* [Exercise]: How many rows below contain the word "black"? Case counts. Reply with the number alone.

# # # # # # #

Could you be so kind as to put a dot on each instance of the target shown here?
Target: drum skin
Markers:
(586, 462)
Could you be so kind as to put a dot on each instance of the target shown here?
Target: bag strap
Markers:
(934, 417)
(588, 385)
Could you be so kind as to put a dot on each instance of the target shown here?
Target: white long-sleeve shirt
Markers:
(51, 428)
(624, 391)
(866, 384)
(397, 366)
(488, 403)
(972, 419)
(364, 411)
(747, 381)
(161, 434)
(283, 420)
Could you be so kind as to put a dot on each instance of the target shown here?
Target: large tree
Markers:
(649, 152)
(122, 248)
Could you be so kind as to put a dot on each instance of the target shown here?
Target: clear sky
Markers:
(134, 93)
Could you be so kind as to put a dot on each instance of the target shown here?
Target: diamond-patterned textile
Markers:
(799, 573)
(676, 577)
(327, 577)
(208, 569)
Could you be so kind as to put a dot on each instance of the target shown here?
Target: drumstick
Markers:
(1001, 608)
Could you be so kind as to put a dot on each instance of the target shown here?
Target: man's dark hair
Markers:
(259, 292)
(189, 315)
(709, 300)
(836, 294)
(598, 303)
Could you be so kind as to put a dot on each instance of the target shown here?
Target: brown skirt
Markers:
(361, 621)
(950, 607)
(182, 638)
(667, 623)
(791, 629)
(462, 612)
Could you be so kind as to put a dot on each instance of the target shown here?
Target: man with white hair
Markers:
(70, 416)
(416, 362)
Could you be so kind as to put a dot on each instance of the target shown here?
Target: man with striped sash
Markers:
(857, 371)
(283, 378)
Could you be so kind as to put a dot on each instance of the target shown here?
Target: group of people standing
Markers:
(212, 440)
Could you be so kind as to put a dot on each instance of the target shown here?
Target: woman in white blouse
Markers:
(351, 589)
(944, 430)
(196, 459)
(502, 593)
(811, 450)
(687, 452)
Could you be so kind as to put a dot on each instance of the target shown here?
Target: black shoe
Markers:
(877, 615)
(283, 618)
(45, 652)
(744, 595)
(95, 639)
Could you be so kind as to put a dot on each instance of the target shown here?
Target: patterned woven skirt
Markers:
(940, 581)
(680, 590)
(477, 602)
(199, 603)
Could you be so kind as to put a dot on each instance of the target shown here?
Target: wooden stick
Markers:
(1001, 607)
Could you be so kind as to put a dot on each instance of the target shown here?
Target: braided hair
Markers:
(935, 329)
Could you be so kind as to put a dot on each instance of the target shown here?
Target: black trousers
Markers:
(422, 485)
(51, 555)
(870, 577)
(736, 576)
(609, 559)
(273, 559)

# # # # # # #

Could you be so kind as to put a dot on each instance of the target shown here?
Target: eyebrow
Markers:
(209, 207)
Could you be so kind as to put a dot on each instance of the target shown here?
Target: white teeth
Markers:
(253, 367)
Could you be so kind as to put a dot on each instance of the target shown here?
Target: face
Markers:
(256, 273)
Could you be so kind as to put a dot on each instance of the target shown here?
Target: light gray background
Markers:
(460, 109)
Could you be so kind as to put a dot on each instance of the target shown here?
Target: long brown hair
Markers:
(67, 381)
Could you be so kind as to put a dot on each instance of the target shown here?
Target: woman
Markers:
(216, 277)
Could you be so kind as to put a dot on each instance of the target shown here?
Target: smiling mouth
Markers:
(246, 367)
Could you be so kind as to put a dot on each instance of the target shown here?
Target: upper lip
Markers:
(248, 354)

# # # # # # #

* [Output for this exercise]: 2